- Input for this task

------

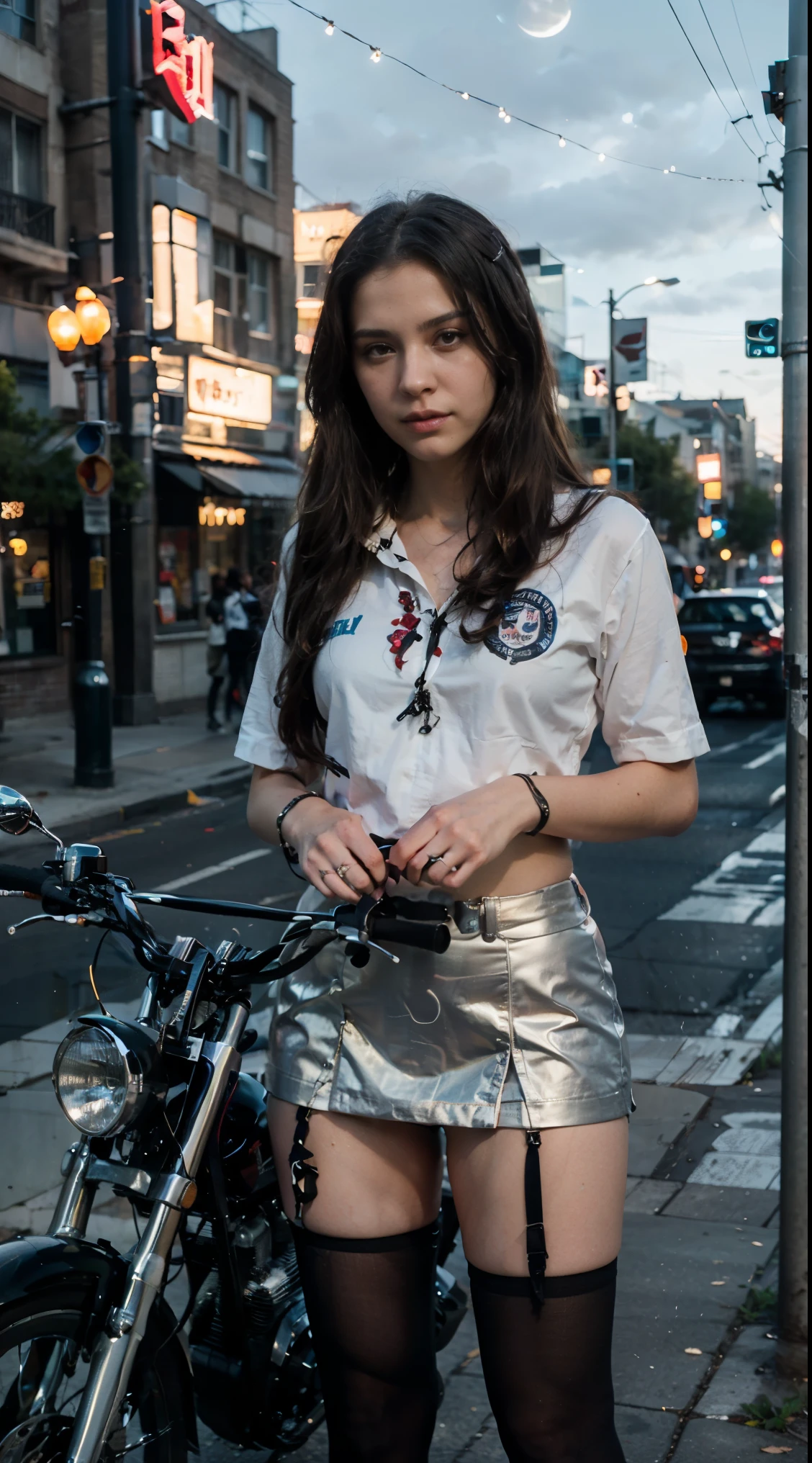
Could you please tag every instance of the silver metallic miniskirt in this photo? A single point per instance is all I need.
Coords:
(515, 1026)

------

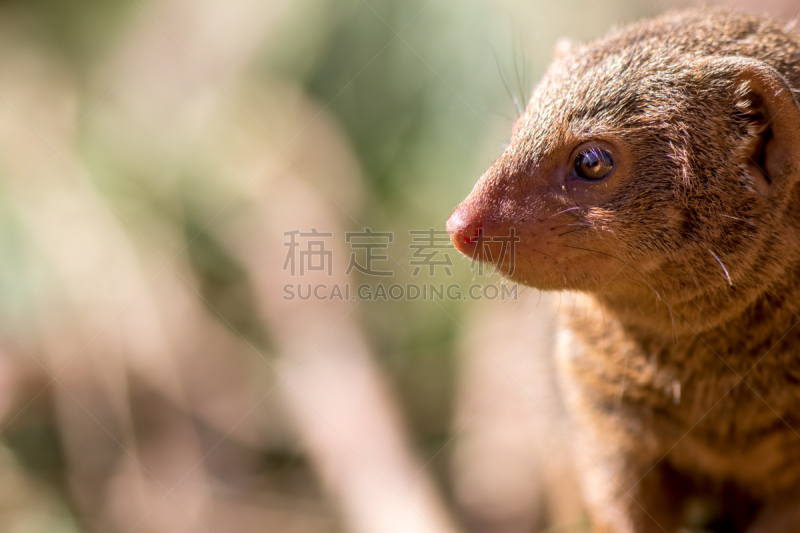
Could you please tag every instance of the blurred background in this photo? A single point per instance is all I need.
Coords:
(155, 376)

------

If a line in the data holds the string "need", copy that line.

- Result below
Could you please tag every instance of the silver metallic miniskirt in this photo? A single point per instance is all I need.
Could you please tag every instance of the blurred background in this photo? A single point per instance is all I need.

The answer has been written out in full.